#### Data supplied:

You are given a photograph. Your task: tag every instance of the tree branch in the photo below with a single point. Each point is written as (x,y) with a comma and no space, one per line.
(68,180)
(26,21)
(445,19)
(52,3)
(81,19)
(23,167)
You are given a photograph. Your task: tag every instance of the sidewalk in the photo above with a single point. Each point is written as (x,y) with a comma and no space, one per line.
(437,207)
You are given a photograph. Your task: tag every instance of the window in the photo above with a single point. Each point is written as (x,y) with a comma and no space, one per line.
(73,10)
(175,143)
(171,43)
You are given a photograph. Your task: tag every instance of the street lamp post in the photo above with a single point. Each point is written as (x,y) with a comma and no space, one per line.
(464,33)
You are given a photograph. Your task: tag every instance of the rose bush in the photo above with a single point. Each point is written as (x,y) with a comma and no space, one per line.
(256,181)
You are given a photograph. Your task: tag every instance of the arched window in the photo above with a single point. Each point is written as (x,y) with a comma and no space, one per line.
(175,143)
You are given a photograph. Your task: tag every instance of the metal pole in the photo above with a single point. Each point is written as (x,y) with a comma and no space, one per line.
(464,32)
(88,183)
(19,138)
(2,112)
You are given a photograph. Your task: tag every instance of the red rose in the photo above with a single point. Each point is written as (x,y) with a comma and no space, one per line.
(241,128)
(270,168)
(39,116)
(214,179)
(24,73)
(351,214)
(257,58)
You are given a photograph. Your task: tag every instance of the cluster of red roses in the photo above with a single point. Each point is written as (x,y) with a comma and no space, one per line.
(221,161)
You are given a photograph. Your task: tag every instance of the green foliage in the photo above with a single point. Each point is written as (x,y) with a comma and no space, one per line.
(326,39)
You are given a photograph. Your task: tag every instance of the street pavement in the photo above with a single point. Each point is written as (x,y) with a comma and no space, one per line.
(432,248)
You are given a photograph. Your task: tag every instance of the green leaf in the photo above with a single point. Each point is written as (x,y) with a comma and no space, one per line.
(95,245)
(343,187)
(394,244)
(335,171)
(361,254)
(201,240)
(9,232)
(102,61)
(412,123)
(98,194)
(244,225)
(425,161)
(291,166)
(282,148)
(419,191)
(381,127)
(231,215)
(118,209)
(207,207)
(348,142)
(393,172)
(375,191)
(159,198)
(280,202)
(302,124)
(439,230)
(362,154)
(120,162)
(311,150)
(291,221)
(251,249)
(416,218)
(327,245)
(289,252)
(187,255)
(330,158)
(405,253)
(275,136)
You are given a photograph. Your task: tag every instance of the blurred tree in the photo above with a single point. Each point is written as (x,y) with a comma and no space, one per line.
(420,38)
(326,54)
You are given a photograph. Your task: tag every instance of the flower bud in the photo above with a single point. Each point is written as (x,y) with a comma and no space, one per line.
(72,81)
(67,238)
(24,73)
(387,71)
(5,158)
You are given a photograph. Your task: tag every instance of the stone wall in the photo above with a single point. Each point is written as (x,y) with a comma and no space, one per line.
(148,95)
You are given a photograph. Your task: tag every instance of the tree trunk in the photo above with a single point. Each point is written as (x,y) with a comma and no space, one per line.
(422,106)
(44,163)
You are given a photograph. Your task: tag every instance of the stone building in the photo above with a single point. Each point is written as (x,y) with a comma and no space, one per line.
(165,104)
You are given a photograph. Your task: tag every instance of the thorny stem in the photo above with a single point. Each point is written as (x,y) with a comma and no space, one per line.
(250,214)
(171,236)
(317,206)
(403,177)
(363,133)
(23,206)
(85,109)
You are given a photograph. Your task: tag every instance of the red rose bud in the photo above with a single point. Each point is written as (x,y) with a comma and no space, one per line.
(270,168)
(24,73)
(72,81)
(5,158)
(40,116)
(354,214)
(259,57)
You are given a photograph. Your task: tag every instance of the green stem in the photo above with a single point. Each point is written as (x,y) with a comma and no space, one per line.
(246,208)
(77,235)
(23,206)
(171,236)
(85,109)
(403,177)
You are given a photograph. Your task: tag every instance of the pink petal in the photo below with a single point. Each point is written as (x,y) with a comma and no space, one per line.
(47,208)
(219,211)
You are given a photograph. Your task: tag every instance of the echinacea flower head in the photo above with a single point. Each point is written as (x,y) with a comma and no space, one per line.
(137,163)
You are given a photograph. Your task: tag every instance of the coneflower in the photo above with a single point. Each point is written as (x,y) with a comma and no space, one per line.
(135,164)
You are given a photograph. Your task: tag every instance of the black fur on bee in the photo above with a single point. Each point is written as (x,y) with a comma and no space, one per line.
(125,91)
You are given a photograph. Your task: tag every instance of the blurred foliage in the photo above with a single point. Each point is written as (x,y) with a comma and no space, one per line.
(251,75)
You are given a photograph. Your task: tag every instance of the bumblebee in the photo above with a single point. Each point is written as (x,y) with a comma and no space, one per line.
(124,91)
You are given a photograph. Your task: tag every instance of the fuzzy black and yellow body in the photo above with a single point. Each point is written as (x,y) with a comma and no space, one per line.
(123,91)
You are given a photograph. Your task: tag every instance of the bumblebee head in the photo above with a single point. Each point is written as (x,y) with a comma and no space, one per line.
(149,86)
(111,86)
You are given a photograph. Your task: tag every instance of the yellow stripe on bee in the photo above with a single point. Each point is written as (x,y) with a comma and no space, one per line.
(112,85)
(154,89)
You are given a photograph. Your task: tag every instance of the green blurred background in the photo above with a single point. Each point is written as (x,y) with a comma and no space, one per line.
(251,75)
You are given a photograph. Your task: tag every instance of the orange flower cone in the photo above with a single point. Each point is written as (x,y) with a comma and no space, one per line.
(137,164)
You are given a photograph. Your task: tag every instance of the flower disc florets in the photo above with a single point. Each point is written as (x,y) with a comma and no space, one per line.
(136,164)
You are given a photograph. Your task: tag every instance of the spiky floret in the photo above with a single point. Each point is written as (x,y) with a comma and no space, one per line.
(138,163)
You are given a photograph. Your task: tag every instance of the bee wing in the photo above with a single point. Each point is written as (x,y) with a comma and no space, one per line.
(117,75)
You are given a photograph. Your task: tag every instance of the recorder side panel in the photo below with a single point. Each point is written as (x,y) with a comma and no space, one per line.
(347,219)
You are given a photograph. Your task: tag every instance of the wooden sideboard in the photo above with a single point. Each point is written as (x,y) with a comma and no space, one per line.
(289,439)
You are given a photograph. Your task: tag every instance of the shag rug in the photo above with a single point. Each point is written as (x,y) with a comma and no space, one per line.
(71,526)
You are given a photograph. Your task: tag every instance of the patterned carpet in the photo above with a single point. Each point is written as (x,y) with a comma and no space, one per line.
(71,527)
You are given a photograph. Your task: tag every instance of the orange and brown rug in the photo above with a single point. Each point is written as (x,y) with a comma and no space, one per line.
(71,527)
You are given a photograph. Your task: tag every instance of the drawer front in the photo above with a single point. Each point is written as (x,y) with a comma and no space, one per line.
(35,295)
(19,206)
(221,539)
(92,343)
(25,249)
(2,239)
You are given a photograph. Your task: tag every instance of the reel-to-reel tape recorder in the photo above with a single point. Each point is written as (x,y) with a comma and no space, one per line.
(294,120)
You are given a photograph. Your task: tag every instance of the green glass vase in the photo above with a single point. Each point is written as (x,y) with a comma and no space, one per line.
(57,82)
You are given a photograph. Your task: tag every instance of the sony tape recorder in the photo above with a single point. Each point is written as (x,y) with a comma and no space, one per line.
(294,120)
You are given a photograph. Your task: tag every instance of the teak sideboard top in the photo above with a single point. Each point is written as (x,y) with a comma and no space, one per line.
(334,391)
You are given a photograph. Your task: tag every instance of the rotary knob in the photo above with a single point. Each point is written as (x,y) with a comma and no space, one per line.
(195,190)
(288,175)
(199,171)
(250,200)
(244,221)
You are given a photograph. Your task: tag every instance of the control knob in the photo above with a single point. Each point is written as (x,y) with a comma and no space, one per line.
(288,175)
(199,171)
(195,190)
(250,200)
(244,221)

#### Task item:
Your answer must consist solely of the lines from the one containing "the green glass" through the last line of the entries, reproduced exactly.

#### Reply:
You are given a photograph. Your task: tag every instance of the green glass vase in the photo above with a single point. Each point is written as (x,y) with a comma and no space, one per line.
(57,82)
You are given a photograph. Your task: tag every instance of the sony tape recorder in the photo above with a single point. Each point is written as (x,y) with a comma and no space, one per line.
(294,120)
You are given a photograph. Your task: tag every instance of the teak sideboard top in the photo above with a single point. Each point is written as (x,y) with a comma and no space, one per line.
(334,391)
You are given a photograph. Your task: tag every instance of the rotary knob in the photo above with a single point. Each point is written as (x,y) with a comma and no space, one per line.
(195,190)
(288,175)
(199,171)
(250,200)
(244,221)
You are given a photograph. Your task: tag every instance of the control knob in the photo above with a single point. Each point is written as (x,y) with a comma and no space, one per line.
(288,175)
(199,171)
(195,190)
(250,200)
(244,221)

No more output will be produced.